April 01, 2008
Simon Sez
Dennis Rodman + Dane Cook?
This post is a part of the 2nd Annual White Elephant Film Blogathon
If you stop reading after this sentence, I won’t be offended: Simon Sez is a comedy/action flick starring Dennis Rodman and Dane Cook.
The best I can say for Simon Sez is this: From what I’ve heard, there are still those who enjoy and appreciate the work of comedian Dane Cook. While I have little hope for these misguided souls, I am certain that if there exists an antidote for this tragic waywardness, it is Simon Sez. I propose a rigorous, Clockwork Orange–style viewing regimen, in which the patient would be hooked up to an eye-opening apparatus and forced to witness Mr. Cook as a clumsy would-be spy, clad in an array of Hawaiian shirts, rotating between his three facial expressions: smirk, grimace, and gape. Simon Sez came out in 1999, before Cook’s heyday, so his role as comic relief turned out to be cruelly prophetic. While in recent years, his wildly popular standup routine has benefited from a hefty dose of— well, let’s call it “appropriating,” to at least be a little refined about it— from other comedians, in 1999 he was left to his own creative devices and at the mercy of the script. The resulting performance seems to be a two-tiered homage to Pee-Wee Herman and a jellyfish. Writhing and pratfalling all over the set, Cook peppers his lines with what I can only imagine are adlibs, in response to director Kevin Elders’s prompt, “Okay, Dane, in this scene I’d like you to annoy Dennis as much as possible.”

**Extracted material:**
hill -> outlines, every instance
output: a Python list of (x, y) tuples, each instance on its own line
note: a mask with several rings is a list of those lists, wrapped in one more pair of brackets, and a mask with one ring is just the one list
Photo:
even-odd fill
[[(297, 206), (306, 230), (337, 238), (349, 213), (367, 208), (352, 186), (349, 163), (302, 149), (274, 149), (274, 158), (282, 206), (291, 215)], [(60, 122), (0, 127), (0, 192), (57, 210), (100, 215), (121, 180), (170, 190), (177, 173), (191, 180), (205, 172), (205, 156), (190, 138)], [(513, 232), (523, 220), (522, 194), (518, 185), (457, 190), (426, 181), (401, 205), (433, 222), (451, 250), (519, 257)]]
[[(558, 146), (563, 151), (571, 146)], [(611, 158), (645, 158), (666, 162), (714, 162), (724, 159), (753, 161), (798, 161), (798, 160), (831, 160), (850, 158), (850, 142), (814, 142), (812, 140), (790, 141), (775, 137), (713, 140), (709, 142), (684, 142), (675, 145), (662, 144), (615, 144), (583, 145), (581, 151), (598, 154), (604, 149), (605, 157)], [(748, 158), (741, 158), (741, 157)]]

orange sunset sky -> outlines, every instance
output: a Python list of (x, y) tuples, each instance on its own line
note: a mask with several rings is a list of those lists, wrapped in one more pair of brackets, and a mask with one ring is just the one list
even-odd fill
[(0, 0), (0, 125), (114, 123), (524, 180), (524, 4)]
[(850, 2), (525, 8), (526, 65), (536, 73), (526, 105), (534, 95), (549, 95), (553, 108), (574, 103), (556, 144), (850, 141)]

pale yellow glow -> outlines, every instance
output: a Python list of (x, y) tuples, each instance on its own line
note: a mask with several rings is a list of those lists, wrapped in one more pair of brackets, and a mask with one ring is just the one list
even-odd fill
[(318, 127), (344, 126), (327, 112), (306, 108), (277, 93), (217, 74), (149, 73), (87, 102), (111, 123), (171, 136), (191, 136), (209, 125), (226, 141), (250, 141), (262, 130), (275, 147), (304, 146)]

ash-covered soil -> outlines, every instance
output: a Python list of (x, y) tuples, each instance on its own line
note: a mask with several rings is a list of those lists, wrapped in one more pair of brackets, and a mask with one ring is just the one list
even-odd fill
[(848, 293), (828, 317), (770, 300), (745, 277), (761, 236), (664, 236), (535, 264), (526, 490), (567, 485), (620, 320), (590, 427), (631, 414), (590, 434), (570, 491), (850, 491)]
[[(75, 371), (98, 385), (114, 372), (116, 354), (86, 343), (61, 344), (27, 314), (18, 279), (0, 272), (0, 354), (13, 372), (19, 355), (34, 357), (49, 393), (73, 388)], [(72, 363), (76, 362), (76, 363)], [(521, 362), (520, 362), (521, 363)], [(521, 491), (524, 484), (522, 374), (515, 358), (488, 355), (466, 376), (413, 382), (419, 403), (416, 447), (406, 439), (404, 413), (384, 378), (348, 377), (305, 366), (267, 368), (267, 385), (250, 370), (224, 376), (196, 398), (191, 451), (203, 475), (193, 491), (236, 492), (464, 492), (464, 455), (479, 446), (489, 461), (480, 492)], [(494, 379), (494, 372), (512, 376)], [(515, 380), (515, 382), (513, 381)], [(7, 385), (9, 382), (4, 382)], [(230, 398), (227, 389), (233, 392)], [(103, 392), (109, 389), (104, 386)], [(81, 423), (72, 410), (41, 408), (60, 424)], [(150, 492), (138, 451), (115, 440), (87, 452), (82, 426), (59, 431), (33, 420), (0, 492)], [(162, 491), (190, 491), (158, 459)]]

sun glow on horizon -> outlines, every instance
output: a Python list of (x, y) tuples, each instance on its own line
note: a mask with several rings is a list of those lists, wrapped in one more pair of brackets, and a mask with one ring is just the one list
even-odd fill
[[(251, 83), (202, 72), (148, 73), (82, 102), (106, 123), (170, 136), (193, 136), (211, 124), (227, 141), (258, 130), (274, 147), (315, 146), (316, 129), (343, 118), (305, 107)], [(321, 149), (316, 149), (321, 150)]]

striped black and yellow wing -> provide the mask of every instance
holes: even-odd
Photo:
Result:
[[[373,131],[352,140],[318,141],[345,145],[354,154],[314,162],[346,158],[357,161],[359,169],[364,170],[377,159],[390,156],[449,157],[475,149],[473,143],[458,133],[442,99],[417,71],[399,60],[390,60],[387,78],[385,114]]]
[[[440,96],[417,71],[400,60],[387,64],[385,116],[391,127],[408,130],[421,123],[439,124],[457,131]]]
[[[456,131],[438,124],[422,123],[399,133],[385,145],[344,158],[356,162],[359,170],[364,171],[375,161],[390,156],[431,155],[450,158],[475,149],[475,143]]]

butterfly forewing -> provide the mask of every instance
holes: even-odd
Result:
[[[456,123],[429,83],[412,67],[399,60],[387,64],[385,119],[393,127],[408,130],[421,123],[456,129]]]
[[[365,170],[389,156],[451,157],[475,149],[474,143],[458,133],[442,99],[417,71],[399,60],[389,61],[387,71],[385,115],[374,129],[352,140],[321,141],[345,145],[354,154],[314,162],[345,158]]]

**Check your understanding:**
A: From the Simon Sez review, print the stretch from "April 01, 2008" through "and Dane Cook.".
B: Name every facial expression the Simon Sez review says Cook rotates between.

**Solutions in order:**
A:
April 01, 2008
Simon Sez
Dennis Rodman + Dane Cook?
This post is a part of the 2nd Annual White Elephant Film Blogathon
If you stop reading after this sentence, I won’t be offended: Simon Sez is a comedy/action flick starring Dennis Rodman and Dane Cook.

B: smirk, grimace, gape